++++ МАТЕРИАЛ ЗАДАНИЯ ++++

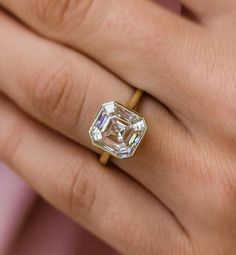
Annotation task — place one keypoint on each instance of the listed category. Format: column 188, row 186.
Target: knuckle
column 56, row 13
column 12, row 140
column 52, row 91
column 78, row 190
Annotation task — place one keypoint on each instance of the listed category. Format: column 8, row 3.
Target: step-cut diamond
column 118, row 130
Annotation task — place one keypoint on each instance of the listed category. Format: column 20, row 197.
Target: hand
column 177, row 195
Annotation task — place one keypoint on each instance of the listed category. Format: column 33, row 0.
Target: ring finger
column 63, row 89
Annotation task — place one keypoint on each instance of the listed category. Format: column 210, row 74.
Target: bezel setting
column 118, row 130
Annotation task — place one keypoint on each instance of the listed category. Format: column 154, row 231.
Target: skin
column 177, row 195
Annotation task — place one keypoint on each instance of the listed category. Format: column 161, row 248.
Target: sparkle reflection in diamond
column 118, row 130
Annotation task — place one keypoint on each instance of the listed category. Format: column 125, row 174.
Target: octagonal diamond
column 118, row 130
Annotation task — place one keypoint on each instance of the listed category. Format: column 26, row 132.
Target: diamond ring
column 118, row 129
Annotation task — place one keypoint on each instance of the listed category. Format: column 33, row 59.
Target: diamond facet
column 118, row 130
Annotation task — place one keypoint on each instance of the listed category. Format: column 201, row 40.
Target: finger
column 140, row 41
column 71, row 179
column 67, row 103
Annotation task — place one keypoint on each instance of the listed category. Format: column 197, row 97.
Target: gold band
column 131, row 104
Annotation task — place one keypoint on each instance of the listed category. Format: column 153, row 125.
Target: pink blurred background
column 29, row 226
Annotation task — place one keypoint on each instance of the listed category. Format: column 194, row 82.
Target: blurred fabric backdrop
column 30, row 226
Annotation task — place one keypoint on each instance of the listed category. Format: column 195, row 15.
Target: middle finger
column 64, row 89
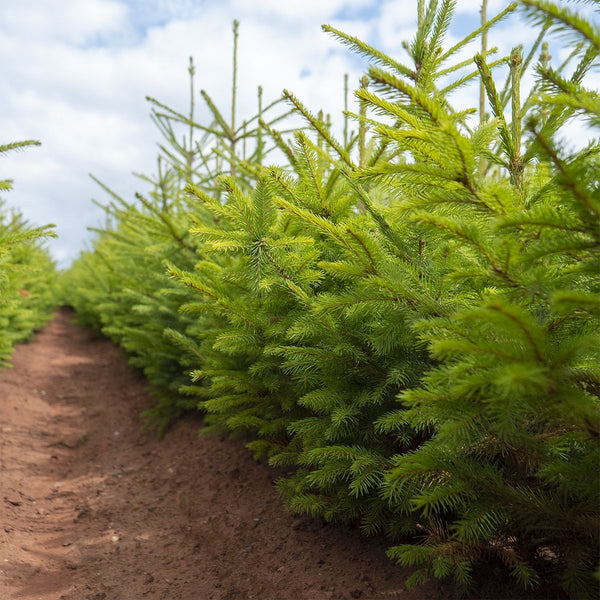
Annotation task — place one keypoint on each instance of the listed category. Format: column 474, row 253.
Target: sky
column 76, row 74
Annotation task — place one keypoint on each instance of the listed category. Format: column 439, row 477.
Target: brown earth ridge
column 92, row 508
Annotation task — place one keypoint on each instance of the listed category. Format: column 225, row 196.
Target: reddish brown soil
column 91, row 508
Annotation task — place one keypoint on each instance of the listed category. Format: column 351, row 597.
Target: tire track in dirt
column 91, row 508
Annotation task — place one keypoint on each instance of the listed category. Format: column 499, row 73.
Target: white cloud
column 76, row 73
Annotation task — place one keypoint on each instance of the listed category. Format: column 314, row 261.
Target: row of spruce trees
column 406, row 319
column 28, row 282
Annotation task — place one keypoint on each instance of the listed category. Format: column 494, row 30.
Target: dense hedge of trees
column 28, row 283
column 406, row 318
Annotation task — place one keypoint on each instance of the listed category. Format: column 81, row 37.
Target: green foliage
column 408, row 322
column 27, row 274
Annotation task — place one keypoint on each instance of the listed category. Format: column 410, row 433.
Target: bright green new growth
column 406, row 319
column 27, row 279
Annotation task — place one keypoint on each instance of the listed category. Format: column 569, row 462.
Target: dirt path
column 91, row 508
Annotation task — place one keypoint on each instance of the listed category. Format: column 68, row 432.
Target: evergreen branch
column 319, row 127
column 485, row 27
column 368, row 51
column 563, row 18
column 4, row 148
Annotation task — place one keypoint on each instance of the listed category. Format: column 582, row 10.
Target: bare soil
column 92, row 508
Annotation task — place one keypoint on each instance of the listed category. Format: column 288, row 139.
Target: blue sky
column 76, row 73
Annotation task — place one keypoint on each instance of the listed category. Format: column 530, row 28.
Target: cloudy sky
column 76, row 73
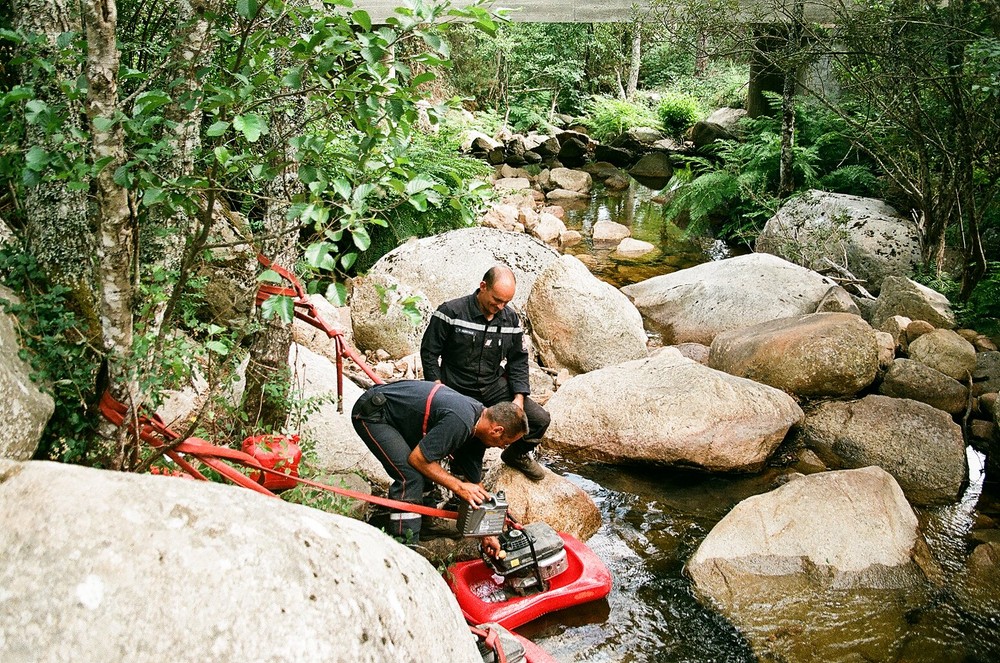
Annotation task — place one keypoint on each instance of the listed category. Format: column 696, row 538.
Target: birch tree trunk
column 636, row 60
column 57, row 229
column 111, row 216
column 266, row 398
column 786, row 169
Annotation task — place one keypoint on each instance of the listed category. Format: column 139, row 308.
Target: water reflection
column 638, row 208
column 654, row 519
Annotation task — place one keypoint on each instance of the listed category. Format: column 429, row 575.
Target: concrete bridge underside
column 611, row 11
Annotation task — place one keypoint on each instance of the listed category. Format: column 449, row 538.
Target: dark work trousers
column 393, row 452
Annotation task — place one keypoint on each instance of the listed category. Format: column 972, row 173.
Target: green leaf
column 270, row 276
column 250, row 125
column 246, row 8
column 336, row 294
column 425, row 77
column 307, row 173
column 153, row 195
column 318, row 255
column 292, row 78
column 362, row 18
column 278, row 305
column 217, row 129
column 361, row 193
column 433, row 41
column 418, row 184
column 419, row 202
column 361, row 238
column 149, row 101
column 37, row 158
column 218, row 347
column 342, row 188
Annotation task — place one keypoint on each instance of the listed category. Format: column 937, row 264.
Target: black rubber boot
column 518, row 456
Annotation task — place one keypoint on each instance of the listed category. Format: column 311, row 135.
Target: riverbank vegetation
column 149, row 146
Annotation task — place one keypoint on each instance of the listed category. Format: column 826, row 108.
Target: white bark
column 633, row 72
column 112, row 218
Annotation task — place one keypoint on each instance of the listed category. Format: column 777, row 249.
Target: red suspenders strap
column 427, row 410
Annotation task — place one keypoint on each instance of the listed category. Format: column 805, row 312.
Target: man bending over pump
column 480, row 345
column 412, row 425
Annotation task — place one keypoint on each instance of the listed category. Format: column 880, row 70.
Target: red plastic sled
column 585, row 579
column 532, row 652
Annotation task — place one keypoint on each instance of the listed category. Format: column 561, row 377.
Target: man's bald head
column 496, row 290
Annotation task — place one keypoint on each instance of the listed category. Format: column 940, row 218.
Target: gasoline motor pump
column 529, row 557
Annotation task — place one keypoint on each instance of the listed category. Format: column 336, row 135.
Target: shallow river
column 654, row 519
column 653, row 522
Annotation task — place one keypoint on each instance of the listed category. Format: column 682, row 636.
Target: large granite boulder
column 911, row 379
column 904, row 297
column 670, row 410
column 142, row 568
column 24, row 408
column 581, row 323
column 919, row 445
column 571, row 180
column 945, row 351
column 554, row 500
column 986, row 377
column 339, row 319
column 819, row 355
column 844, row 544
column 869, row 235
column 696, row 304
column 433, row 270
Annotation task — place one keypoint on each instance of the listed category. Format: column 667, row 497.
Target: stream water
column 638, row 208
column 654, row 520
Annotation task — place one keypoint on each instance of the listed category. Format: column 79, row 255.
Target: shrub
column 665, row 63
column 610, row 118
column 722, row 85
column 677, row 112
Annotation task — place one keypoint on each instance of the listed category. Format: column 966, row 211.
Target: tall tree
column 306, row 130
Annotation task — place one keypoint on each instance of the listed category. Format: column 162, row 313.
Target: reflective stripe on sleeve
column 475, row 326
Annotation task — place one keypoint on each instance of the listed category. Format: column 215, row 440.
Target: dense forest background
column 150, row 146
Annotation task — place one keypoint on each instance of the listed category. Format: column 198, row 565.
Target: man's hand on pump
column 490, row 546
column 473, row 493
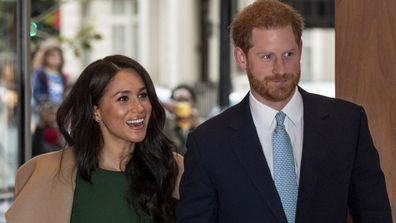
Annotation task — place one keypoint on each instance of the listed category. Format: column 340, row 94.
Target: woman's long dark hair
column 152, row 169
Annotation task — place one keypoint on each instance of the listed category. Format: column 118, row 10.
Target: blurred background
column 178, row 41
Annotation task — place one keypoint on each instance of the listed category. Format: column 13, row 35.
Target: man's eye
column 123, row 98
column 288, row 54
column 143, row 95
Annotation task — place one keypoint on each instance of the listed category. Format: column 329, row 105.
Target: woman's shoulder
column 43, row 166
column 180, row 164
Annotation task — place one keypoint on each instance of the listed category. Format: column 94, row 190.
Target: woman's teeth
column 136, row 122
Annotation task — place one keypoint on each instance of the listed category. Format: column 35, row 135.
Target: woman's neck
column 115, row 158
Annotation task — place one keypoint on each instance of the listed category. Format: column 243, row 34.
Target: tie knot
column 280, row 118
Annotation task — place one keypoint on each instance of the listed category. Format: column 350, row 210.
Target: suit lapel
column 315, row 144
column 246, row 145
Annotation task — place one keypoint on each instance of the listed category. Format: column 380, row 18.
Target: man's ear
column 240, row 58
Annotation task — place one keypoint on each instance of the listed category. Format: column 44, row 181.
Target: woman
column 119, row 166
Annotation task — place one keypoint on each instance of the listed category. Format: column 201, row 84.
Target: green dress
column 104, row 200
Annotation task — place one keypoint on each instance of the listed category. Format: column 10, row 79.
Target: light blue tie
column 284, row 169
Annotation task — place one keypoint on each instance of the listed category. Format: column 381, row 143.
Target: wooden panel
column 366, row 72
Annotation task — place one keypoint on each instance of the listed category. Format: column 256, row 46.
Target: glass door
column 12, row 89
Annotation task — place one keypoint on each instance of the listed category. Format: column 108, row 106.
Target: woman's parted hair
column 152, row 170
column 264, row 14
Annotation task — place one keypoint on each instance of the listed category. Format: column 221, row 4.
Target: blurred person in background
column 46, row 136
column 118, row 166
column 183, row 115
column 48, row 79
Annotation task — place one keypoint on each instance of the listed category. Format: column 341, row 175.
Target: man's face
column 272, row 64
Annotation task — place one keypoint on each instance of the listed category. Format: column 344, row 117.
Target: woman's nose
column 136, row 106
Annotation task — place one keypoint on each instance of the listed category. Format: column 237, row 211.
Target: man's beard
column 274, row 93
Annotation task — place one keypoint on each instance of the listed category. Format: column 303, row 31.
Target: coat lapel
column 246, row 145
column 315, row 144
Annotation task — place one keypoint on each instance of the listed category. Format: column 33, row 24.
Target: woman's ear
column 240, row 58
column 96, row 114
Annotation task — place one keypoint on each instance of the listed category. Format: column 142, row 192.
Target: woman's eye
column 266, row 56
column 288, row 54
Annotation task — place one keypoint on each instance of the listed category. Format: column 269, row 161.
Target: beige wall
column 366, row 72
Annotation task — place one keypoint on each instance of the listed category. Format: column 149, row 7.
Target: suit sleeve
column 198, row 197
column 368, row 199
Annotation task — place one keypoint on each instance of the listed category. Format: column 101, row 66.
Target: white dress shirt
column 264, row 120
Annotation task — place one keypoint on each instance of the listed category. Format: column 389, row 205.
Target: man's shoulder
column 312, row 99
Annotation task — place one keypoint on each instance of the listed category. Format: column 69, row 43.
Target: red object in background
column 51, row 136
column 57, row 21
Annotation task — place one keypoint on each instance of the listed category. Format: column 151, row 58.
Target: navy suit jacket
column 227, row 178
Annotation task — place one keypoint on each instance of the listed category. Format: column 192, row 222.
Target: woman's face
column 124, row 110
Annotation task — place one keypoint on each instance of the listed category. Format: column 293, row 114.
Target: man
column 249, row 165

++++

## ЗАДАНИЕ
Оформи записи выше, от самого начала до строки с «column 29, row 226» включительно, в виде таблицы Markdown со столбцами «Номер» и «Строка». Пустые строки и изображения в ответ не включай.

## РЕШЕНИЕ ЗАДАЧИ
| Номер | Строка |
|---|---|
| 1 | Annotation task — place one keypoint on each instance of the listed category. Format: column 188, row 186. |
| 2 | Target: knuckle |
| 3 | column 56, row 13 |
| 4 | column 12, row 140 |
| 5 | column 52, row 91 |
| 6 | column 78, row 190 |
| 7 | Annotation task — place one keypoint on each instance of the listed category. Format: column 8, row 3. |
| 8 | Target: step-cut diamond |
| 9 | column 118, row 130 |
| 10 | Annotation task — place one keypoint on each instance of the listed category. Format: column 20, row 197. |
| 11 | Target: hand |
| 12 | column 177, row 195 |
| 13 | Annotation task — place one keypoint on each instance of the listed category. Format: column 33, row 0. |
| 14 | Target: ring finger |
| 15 | column 63, row 89 |
| 16 | Annotation task — place one keypoint on each instance of the listed category. Format: column 210, row 74. |
| 17 | Target: bezel setting |
| 18 | column 118, row 130 |
| 19 | Annotation task — place one keypoint on each instance of the listed category. Format: column 154, row 231. |
| 20 | Target: skin |
| 21 | column 177, row 195 |
| 22 | Annotation task — place one keypoint on each instance of the listed category. Format: column 161, row 248. |
| 23 | Target: sparkle reflection in diamond |
| 24 | column 118, row 130 |
| 25 | Annotation task — place one keypoint on each instance of the listed category. Format: column 125, row 174. |
| 26 | Target: octagonal diamond |
| 27 | column 118, row 130 |
| 28 | Annotation task — place one keypoint on each instance of the listed category. Format: column 26, row 132. |
| 29 | Target: diamond ring |
| 30 | column 118, row 129 |
| 31 | Annotation task — place one keypoint on each instance of the listed category. Format: column 33, row 59. |
| 32 | Target: diamond facet |
| 33 | column 118, row 130 |
| 34 | Annotation task — place one keypoint on each instance of the listed category. Format: column 201, row 40. |
| 35 | Target: finger |
| 36 | column 140, row 41 |
| 37 | column 71, row 179 |
| 38 | column 67, row 103 |
| 39 | Annotation task — place one keypoint on each instance of the listed category. Format: column 197, row 97. |
| 40 | Target: gold band |
| 41 | column 131, row 104 |
| 42 | Annotation task — place one keypoint on each instance of the listed category. Format: column 153, row 125. |
| 43 | Target: pink blurred background |
| 44 | column 29, row 226 |